*AUSGANGSTEXT*.
——

Udo Kloos und das Design #6: Städtlein ...

FREITAG, 4. DEZEMBER 2015

#Design, #Hauptmarkt, #Kolumne, #Udo Kloos

Gratulation zur 200. curt-Ausgabe kurz vor Weihnachten! Auf Wunsch der Redaktion: diesmal ein Beitrag mit gscheit-starkem Lokalbezug verbunden mit der Frage „Warum die Dinge so gestaltet sind, wie sie sind“.

STÄDTLEIN AUS HOLZ & TUCH 2016

Nun, kaum ein Erfahrungsfeld eignet sich dafür besser als der Nürnberger Christkindlesmarkt. Diese Großveranstaltung, die jährlich zementiert, was Nürnberg in der breiten Wahrnehmung international ausmacht. Lebkuchen und Bratwürstchen auf dem Hauptmarkt in herrlicher Melange auf vier Vorweihnachtswochen destilliert. Zwetschgenmännla und -weibla gesellen sich in großer Anzahl dazu. Welchen Trumpf neben Dürer hätte Nürnberg noch zu bieten?

„Christkindlesmarkt“, beim Tippen weicht mein Auge nicht von der Tastatur, zumal die Autokorrektur beharrlich den Christkindlmarkt vorschlägt, die Parallelveranstaltung am Marienplatz in der katholischen Landeshauptstadt. Dann wären da noch der entfernte Christkindelmarkt in Görlitz sowie der Christkindlesmarkt in Augsburg. Letzterer, wie auch der in München, wird neben 18 weiteren Städten von der Bahn mit dem Slogan beworben: „Weihnachtsmärkte, die Augen zum Leuchten bringen“. Nürnberg gehört nicht dazu. Sollte das den stolzen Nürnberger in seinen Grundfesten erschüttern? Oder lohnt die Überlegung, ob sich Festgefahreneres attraktiver gestalten ließe?
Im Kleinen wäre das die Pfandtasse, die zum Sammelbecher avancierte. Tradition kann nur gelebt werden, wenn Wandel Wirkung entfalten kann. Das gilt rückblickend besonders für die jährlich neuen Trinkbecher. Anfang der 90er waren die Becher braun. Braun wie keramische Erzeugnisse auf Töpfermärkten. Braun wie die Wiederbelebung des Marktes 1933. Braun wie der Lebkuchen. Viele Jahre war die Tasse braun mit schwarz-weißen Grafiken, die offensichtlich nicht aus Dürerhand stammten. Das Jahr 1992 zierte z.B. Dürer, klare Ansage. Dazwischen Behaim, Burg, Frauenkirche usw. Die Formen blieben bis 2002 ähnlich, mal schlanker mal korpulenter, nur die Farbe wurde dann über Jahre blau (Ausnahme Millennium: gelb), die Motive wechselten. Doch dann bewiesen die Entscheider an der Tassenfront Humor (oder Restalkohol?). Gehen wir mal davon aus, dass das Auge mittrinkt, demnach sollte der Glühweingenuss aus einem Stiefel als Trinkbecher von 2003 bis 2006 reichlich geschmacksverzerrend den Zweck erfüllen. Die dazugehörige Farb- und Motivwahl immerhin konsequent: ein jauchzender Hochgenuss, wenn dem Humor mit Glühwein nachgeholfen wurde. Man sollte bei dieser geschmacklosen Materialschlacht getrost beide Augen zudrücken.

——

*Teil einer Datendatei*.
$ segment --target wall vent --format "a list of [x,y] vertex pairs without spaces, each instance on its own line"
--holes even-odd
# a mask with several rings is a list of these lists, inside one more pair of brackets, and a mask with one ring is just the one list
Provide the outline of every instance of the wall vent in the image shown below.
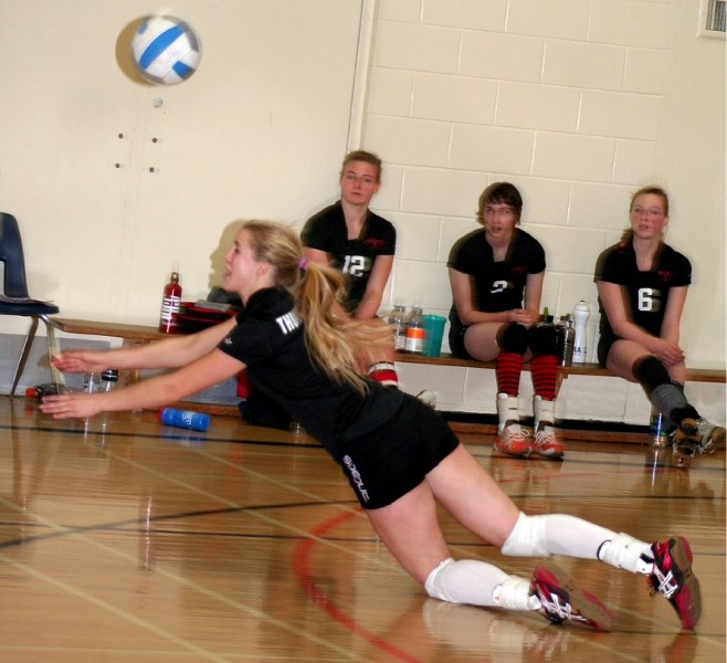
[[699,36],[725,39],[727,0],[702,0],[699,7]]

——

*ERWARTETE LEISTUNG*.
Beantworte diese Fragen zum Ausgangstext:
1. Über wie viele Vorweihnachtswochen erstreckt sich der Markt auf dem Hauptmarkt?
2. Auf welchem Platz findet die Münchner Parallelveranstaltung statt?
3. Von welchem bis zu welchem Jahr diente ein Stiefel als Trinkbecher?

*ERGEBNIS*.
1. Über vier Vorweihnachtswochen.
2. Auf dem Marienplatz.
3. Von 2003 bis 2006.